▸ **Task details**:
Swap each "building wall" in the material below for "exterior wall" and reproduce the lines otherwise unchanged, leaving out the pictures.

▸ **Entries taken from a collection**:
--------------------

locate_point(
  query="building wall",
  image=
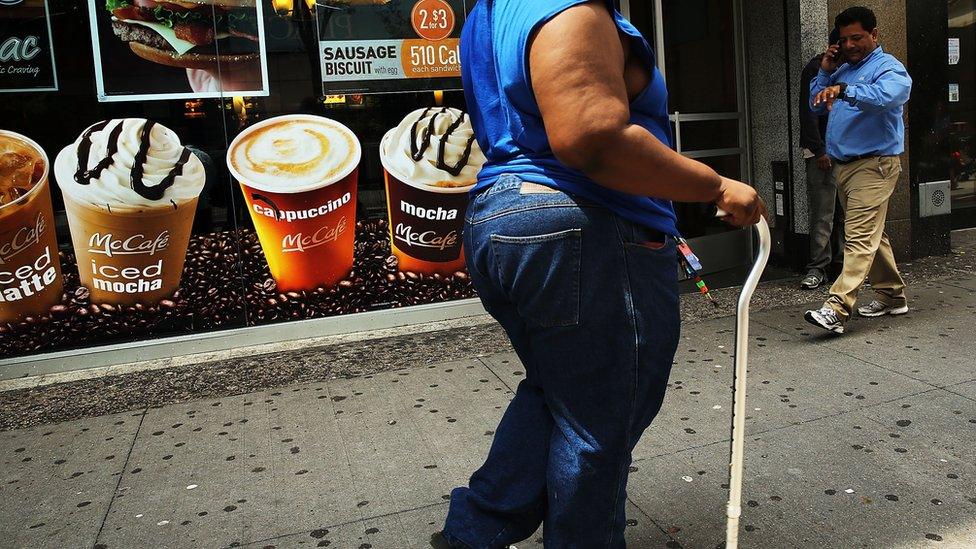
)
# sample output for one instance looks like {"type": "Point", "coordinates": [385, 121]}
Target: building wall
{"type": "Point", "coordinates": [766, 63]}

--------------------

▸ **Response**:
locate_point(
  query="exterior wall",
  image=
)
# sample output for one instance looks like {"type": "Point", "coordinates": [385, 121]}
Target: exterior wall
{"type": "Point", "coordinates": [766, 63]}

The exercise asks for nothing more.